====== PASSAGE ======
As seems to be the way at the moment, a new day brings about a rehashed story, in relation to Arsenal’s comings and goings. Yesterday there were some flickers about Icardi and as much as I think he would be a great signing, I can’t really see it happening, if I’m honest. He’s the Inter Milan captain. He’s already said that he wants to stay at the club and his wife/agent has spoken about the conversations surrounding an extension. He’s also part-Italian I believe. So to me, all of this points towards using Arsenal – or other clubs too – as a bargaining chip with which to try to force Inter’s hands. So personally, I can’t see it happening.

There’s also the small matter of the guys personality. He’s already been booted out of the Argentinian national team because of his off-field shenanigans, one of which included stealing another man’s wife, in a very Bridge-Terryesque storyline. That kind of act is certainly deplorable, assuming the story is as cut and dry as the media are making out, but a debate that Steve and I had via Whatsapp yesterday was around whether you could really back somebody like that coming to your club.
====== EXCERPTED DATA ======
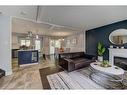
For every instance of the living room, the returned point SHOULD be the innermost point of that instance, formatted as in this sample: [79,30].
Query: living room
[91,49]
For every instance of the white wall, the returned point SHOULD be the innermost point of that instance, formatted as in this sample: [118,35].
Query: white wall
[5,44]
[46,45]
[15,43]
[80,46]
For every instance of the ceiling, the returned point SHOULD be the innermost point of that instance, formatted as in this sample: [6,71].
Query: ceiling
[70,19]
[83,17]
[23,26]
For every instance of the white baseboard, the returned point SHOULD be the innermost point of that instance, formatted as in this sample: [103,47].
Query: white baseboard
[8,73]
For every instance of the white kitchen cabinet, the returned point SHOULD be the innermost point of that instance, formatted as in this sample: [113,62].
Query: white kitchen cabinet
[28,12]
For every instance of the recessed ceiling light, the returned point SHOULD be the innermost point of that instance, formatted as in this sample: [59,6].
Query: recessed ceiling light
[23,13]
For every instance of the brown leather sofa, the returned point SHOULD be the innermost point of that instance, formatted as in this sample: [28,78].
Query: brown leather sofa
[75,60]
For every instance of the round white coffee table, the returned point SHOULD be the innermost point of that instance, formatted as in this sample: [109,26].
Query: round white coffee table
[107,72]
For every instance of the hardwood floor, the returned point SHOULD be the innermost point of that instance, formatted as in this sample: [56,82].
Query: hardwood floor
[47,71]
[28,77]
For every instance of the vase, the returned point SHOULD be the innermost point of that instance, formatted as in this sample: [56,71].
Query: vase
[100,58]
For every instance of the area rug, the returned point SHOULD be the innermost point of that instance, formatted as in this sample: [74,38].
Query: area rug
[80,79]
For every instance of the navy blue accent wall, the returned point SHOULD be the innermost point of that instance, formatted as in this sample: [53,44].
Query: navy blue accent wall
[101,34]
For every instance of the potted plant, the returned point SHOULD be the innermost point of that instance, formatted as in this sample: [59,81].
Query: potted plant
[105,63]
[101,51]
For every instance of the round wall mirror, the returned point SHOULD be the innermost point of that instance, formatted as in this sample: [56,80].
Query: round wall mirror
[118,37]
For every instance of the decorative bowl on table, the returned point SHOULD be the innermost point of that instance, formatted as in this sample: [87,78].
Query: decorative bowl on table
[105,64]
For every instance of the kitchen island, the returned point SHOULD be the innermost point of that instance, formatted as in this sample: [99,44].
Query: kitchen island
[27,57]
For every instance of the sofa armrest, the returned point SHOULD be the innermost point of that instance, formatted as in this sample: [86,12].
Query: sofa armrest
[69,65]
[92,57]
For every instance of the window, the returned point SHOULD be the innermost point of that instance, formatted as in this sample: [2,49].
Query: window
[38,45]
[25,42]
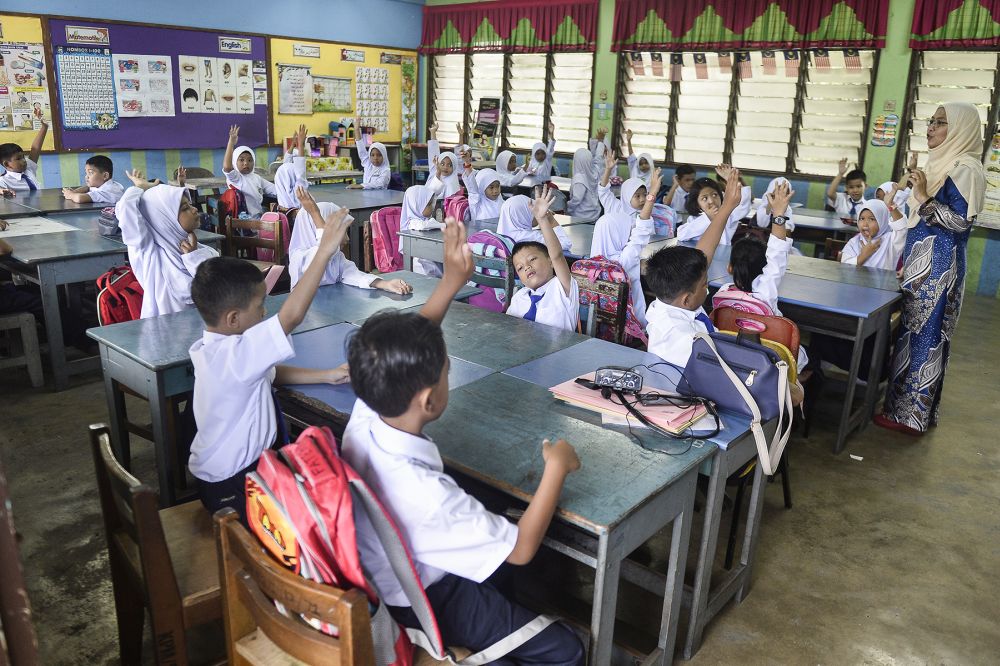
======
STATED PROBLEM: Retype the passage about Arsenal and Icardi in full, word for word.

THE COMPLETED TASK:
As seems to be the way at the moment, a new day brings about a rehashed story, in relation to Arsenal’s comings and goings. Yesterday there were some flickers about Icardi and as much as I think he would be a great signing, I can’t really see it happening, if I’m honest. He’s the Inter Milan captain. He’s already said that he wants to stay at the club and his wife/agent has spoken about the conversations surrounding an extension. He’s also part-Italian I believe. So to me, all of this points towards using Arsenal – or other clubs too – as a bargaining chip with which to try to force Inter’s hands. So personally, I can’t see it happening.

There’s also the small matter of the guys personality. He’s already been booted out of the Argentinian national team because of his off-field shenanigans, one of which included stealing another man’s wife, in a very Bridge-Terryesque storyline. That kind of act is certainly deplorable, assuming the story is as cut and dry as the media are making out, but a debate that Steve and I had via Whatsapp yesterday was around whether you could really back somebody like that coming to your club.